PROMPT :: Repeat exactly the lines of the listing from the line containing "For every instance of the gravel" through its last line, and nothing beyond them.

DATA LINES ::
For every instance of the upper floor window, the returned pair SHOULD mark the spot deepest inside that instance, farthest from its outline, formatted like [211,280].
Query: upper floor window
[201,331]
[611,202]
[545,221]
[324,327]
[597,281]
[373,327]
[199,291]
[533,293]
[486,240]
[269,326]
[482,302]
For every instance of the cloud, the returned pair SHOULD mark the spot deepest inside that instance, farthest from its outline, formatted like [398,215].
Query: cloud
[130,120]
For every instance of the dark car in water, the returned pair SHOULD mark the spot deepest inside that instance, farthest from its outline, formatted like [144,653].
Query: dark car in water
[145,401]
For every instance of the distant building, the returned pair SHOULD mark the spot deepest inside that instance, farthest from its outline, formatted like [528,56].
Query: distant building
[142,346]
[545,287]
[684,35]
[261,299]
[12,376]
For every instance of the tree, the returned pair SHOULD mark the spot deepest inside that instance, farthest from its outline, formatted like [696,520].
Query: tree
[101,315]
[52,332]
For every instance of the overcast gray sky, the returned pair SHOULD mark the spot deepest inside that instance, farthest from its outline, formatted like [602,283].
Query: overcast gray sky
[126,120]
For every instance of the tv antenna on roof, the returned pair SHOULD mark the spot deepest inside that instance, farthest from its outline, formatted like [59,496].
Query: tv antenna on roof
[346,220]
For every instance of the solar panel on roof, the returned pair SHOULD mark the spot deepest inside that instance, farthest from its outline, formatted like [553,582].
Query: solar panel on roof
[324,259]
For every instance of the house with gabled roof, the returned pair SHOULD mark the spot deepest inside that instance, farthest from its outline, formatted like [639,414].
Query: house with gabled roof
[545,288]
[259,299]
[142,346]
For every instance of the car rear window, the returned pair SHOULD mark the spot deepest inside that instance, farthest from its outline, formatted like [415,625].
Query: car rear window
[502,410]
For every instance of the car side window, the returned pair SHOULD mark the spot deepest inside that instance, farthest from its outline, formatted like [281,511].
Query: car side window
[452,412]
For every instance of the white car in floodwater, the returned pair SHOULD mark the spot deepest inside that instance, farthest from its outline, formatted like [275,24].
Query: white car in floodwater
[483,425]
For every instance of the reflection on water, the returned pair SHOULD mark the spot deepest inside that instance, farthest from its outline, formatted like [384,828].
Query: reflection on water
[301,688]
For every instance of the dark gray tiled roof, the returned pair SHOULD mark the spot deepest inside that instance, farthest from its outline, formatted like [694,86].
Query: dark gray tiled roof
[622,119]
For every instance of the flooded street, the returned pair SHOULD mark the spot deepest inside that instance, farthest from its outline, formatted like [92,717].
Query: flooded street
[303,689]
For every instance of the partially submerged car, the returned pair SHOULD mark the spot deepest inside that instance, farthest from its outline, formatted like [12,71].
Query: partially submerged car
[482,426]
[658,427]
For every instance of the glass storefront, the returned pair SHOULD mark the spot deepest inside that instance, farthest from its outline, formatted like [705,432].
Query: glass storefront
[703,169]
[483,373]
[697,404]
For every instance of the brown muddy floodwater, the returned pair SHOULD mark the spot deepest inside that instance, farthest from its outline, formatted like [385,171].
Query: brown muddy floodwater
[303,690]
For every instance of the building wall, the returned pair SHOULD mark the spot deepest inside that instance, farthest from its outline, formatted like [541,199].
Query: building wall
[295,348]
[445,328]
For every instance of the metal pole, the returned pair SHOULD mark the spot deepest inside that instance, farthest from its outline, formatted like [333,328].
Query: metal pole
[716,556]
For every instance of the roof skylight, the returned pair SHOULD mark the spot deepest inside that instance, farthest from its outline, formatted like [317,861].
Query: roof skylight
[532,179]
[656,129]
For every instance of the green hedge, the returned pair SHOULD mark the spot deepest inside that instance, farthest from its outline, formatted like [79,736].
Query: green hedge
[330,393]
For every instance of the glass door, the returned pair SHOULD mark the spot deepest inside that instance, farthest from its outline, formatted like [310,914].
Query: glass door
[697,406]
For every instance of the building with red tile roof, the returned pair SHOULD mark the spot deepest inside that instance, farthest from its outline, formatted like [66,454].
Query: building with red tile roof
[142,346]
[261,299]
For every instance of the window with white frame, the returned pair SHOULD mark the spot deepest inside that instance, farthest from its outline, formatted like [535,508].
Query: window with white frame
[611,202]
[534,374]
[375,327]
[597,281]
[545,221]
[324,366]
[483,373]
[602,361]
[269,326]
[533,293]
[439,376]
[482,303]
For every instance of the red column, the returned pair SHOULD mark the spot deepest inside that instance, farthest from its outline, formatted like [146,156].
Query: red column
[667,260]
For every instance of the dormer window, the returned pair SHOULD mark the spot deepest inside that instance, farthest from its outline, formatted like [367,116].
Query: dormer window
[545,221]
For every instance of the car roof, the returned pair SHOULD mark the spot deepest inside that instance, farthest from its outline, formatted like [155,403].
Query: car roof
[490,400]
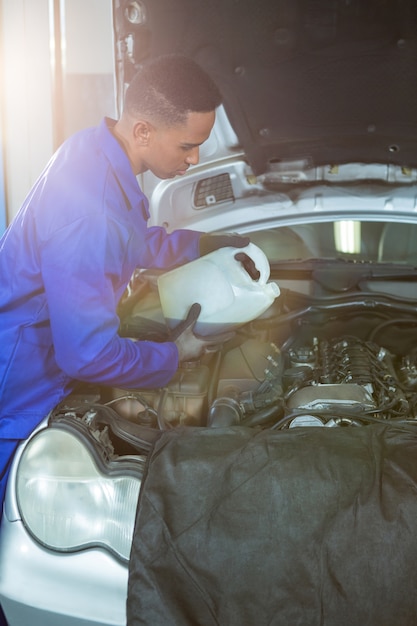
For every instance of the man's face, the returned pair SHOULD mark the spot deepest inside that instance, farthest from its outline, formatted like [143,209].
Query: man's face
[171,151]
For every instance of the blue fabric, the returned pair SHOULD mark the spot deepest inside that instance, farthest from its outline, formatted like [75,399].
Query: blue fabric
[65,262]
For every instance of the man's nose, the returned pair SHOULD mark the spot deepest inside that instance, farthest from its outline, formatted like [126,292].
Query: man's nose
[194,156]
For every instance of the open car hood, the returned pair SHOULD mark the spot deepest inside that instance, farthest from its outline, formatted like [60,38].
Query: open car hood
[317,81]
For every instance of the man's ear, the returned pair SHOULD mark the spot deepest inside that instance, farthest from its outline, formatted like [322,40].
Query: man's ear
[142,132]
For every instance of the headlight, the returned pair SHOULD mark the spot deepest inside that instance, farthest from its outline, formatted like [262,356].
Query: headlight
[67,502]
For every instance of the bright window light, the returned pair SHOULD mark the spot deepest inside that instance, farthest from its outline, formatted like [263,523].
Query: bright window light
[347,235]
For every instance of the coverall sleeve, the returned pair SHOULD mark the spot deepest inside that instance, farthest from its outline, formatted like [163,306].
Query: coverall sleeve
[164,251]
[81,266]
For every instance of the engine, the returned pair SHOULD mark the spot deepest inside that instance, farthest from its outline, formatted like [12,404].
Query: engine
[341,382]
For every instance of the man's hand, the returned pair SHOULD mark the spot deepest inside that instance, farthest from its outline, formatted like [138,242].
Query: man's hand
[190,346]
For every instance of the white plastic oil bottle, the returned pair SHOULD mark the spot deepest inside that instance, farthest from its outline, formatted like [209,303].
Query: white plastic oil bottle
[228,295]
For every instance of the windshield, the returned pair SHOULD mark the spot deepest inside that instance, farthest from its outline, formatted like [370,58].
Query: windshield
[383,242]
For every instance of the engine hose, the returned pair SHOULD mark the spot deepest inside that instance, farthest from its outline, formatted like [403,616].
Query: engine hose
[263,417]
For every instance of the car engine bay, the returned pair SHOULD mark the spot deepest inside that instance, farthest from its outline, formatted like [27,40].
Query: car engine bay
[309,361]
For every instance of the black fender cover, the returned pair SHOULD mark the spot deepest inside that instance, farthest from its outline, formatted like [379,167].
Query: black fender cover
[307,526]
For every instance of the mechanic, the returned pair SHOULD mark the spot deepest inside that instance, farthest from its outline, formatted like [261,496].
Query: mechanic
[67,257]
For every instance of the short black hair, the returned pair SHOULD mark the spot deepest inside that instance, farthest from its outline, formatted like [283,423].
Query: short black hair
[170,87]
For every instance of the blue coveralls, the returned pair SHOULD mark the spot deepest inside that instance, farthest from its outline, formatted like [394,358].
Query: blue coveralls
[65,262]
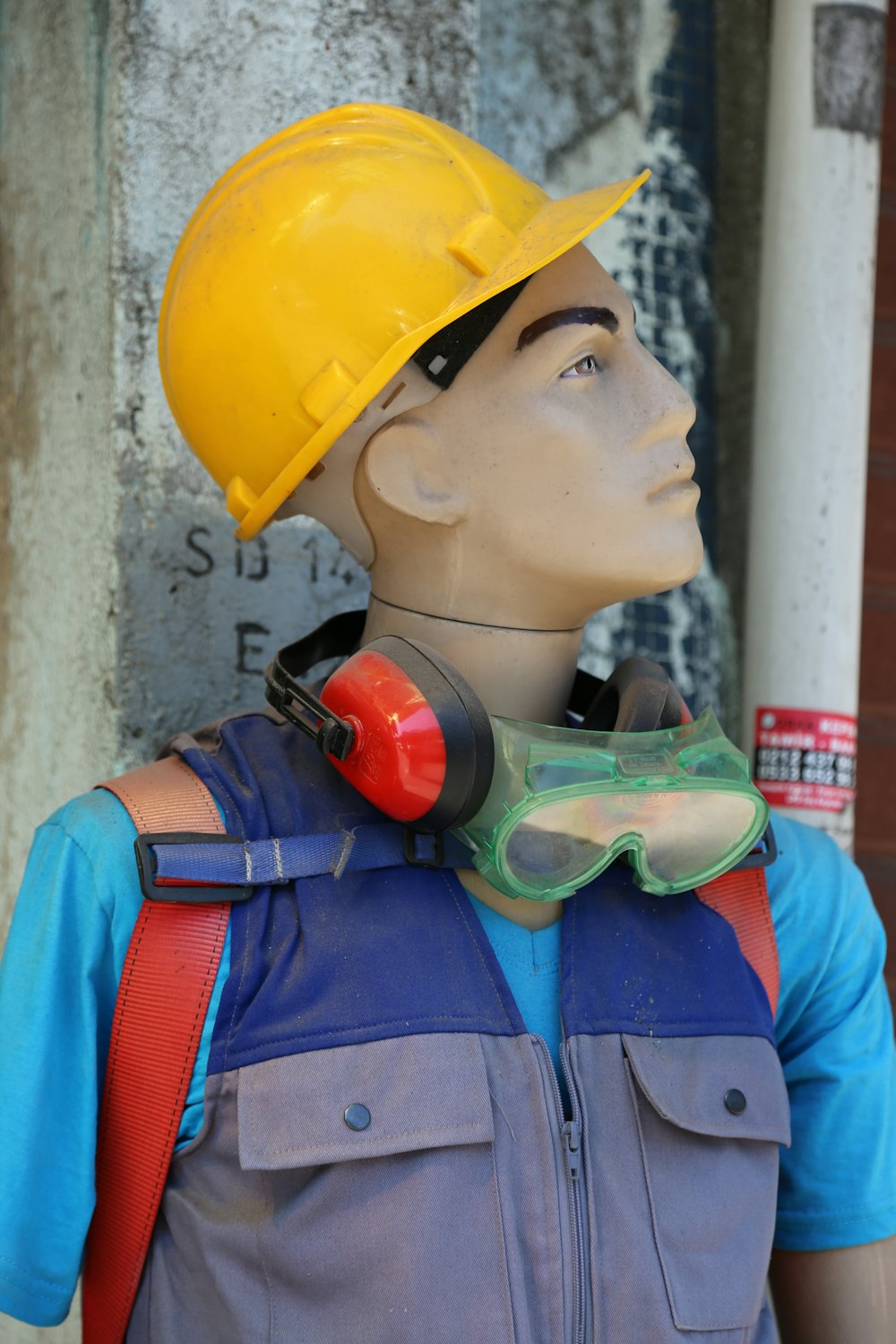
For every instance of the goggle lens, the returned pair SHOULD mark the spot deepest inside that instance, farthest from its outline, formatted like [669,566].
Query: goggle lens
[676,839]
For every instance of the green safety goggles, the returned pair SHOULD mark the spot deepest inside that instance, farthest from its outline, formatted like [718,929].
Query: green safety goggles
[564,803]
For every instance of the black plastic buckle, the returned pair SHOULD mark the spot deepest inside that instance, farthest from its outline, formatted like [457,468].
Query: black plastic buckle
[761,857]
[424,862]
[147,868]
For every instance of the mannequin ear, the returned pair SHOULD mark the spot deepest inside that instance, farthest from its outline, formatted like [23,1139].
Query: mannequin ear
[409,470]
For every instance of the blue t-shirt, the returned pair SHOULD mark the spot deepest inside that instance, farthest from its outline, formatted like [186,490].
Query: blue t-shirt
[73,924]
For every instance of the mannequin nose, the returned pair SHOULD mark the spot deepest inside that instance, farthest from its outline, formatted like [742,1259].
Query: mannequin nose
[668,405]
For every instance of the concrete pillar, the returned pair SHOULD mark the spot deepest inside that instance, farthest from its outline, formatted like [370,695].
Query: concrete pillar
[810,429]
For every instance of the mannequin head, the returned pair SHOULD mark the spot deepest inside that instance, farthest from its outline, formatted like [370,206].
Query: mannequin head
[551,478]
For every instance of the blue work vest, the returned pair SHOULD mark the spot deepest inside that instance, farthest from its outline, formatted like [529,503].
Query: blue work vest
[386,1156]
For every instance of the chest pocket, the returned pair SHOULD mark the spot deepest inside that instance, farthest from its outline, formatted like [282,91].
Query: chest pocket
[379,1174]
[711,1113]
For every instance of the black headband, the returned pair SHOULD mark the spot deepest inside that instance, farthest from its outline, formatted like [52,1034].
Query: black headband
[445,354]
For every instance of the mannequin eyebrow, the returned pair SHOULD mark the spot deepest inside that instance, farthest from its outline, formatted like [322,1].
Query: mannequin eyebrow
[568,317]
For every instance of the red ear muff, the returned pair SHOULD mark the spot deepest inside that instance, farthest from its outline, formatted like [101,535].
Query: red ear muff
[422,749]
[638,696]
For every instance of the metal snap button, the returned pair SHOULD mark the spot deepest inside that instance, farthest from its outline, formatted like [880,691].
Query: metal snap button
[735,1101]
[358,1116]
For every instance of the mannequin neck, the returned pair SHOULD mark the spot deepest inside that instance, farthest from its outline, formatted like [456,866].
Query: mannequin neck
[516,674]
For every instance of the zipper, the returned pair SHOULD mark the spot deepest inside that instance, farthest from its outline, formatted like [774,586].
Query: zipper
[571,1142]
[573,1150]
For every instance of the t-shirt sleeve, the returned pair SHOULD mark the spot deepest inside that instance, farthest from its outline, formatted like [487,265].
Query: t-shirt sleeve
[58,983]
[836,1043]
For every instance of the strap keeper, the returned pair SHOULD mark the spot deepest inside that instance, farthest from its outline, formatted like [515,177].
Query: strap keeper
[187,892]
[422,860]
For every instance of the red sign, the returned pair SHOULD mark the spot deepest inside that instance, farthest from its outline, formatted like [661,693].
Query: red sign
[805,758]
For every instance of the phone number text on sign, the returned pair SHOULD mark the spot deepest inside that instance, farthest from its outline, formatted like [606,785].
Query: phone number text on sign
[805,758]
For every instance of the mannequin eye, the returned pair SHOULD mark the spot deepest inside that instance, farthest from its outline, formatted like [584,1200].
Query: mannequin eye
[586,367]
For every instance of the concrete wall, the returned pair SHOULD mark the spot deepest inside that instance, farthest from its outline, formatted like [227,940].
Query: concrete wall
[126,609]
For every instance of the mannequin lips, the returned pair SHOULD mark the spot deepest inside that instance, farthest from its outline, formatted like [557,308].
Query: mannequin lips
[681,488]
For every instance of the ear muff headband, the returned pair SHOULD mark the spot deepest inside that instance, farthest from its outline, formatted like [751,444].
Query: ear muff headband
[405,728]
[635,698]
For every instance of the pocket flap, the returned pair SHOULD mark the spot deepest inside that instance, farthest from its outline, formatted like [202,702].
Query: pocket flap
[727,1086]
[401,1094]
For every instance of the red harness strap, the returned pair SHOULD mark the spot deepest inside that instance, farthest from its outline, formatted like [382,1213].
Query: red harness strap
[742,898]
[166,986]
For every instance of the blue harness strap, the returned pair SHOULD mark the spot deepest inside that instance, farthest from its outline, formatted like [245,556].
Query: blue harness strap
[282,859]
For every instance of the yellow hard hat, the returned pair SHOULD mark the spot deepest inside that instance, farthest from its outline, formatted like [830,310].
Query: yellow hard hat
[320,263]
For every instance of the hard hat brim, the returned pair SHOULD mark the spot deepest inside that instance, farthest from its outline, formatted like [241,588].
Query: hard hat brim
[552,231]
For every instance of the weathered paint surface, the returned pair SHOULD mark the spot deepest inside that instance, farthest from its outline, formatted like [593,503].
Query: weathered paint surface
[58,494]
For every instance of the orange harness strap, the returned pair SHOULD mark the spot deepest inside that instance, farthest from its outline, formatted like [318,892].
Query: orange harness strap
[163,997]
[742,898]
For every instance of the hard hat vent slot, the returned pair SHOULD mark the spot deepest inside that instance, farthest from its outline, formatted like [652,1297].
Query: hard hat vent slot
[327,392]
[482,244]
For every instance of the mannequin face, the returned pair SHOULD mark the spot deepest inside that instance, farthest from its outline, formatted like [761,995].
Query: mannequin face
[549,480]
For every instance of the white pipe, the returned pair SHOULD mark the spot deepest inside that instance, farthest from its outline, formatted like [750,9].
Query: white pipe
[813,381]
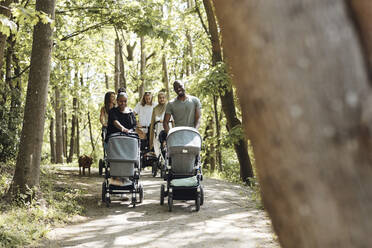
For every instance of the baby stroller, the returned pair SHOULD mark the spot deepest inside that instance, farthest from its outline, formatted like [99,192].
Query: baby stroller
[148,158]
[183,173]
[122,167]
[101,163]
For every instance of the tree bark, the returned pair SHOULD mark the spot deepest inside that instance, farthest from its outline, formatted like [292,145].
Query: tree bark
[72,134]
[51,141]
[141,89]
[64,131]
[59,130]
[117,65]
[361,14]
[4,10]
[106,82]
[165,75]
[218,134]
[303,88]
[27,170]
[227,98]
[91,133]
[123,81]
[190,50]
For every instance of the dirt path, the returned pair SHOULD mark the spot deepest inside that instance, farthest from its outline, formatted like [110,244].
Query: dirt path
[227,219]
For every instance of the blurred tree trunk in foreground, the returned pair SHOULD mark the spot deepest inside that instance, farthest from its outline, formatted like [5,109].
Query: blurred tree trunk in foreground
[303,86]
[27,171]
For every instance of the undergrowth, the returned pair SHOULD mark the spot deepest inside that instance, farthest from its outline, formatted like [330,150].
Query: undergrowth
[23,223]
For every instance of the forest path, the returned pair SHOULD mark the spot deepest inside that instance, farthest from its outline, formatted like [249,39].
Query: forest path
[228,218]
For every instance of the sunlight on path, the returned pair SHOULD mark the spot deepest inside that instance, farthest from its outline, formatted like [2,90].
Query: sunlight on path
[227,219]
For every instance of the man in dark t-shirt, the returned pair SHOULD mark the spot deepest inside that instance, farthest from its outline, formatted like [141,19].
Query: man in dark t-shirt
[185,109]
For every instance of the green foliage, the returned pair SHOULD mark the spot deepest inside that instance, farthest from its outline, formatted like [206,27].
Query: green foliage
[215,80]
[23,223]
[233,136]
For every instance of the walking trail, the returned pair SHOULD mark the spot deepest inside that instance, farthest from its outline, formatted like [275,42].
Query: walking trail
[228,218]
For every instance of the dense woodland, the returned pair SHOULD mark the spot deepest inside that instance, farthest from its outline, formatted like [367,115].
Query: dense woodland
[302,71]
[98,47]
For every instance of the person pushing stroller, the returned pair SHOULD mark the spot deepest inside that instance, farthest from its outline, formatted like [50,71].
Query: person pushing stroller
[183,174]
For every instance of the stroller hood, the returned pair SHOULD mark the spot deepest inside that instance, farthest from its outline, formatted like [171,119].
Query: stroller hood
[122,149]
[184,137]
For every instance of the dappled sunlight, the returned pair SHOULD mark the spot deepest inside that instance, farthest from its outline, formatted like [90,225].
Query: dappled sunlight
[226,219]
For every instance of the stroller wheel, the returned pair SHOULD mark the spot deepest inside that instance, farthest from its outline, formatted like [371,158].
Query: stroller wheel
[201,195]
[154,169]
[170,202]
[197,202]
[162,193]
[141,193]
[104,187]
[100,167]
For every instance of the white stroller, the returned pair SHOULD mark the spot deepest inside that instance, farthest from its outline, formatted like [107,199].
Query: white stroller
[183,174]
[122,167]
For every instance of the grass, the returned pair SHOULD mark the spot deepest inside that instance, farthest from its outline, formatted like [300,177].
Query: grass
[24,223]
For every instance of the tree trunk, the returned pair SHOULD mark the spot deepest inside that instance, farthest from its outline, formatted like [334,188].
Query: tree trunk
[51,141]
[165,75]
[106,82]
[190,51]
[59,130]
[141,90]
[218,134]
[227,99]
[5,11]
[117,65]
[64,131]
[209,160]
[361,12]
[72,134]
[91,133]
[15,85]
[27,170]
[303,87]
[123,81]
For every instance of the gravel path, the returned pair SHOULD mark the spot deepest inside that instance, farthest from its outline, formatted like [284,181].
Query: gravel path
[228,218]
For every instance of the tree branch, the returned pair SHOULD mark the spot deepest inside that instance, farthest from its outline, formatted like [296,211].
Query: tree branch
[201,18]
[24,70]
[82,31]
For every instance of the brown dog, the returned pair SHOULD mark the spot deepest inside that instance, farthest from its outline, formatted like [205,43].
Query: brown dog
[85,161]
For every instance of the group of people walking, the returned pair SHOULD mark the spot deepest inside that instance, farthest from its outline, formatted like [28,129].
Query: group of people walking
[116,116]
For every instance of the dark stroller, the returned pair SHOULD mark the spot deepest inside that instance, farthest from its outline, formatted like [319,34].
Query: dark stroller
[101,163]
[148,157]
[122,167]
[183,173]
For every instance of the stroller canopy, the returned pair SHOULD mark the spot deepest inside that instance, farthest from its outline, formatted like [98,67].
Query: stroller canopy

ANSWER TO THIS TASK ::
For every instance of the gravel path, the returned pair SHOULD mark the spot deepest inside that instance, farthest from its outline, formatted like [284,181].
Query: gravel path
[228,218]
For every instance of the tree branch, the returned pair SHOULD mark the spot deepest inside that instance, farthest from its outline, formatted like [296,211].
Query: tree branch
[201,18]
[24,70]
[82,31]
For every instance of the brown dog, the returned pair SHOULD mark the spot deepest inside that instance, farthest from its outline, formatted like [205,43].
Query: brown dog
[85,161]
For every instance of the group of people walking, the returned pair SHOULD mark the spot deepest inside that instance, farthest from its outline, formatted like [28,129].
Query: group of people walking
[116,116]
For every instance of the dark stroller, the returned pair SHOULD mark the spot deepest inside that instance, farthest from its outline, formatted like [319,34].
Query: dark stroller
[101,163]
[148,157]
[122,167]
[183,173]
For every instance of the stroller canopy, the returned pair SHOULD mark the spot deepest inside that instance, farthest from its outline, formatted like [98,67].
Query: stroller canopy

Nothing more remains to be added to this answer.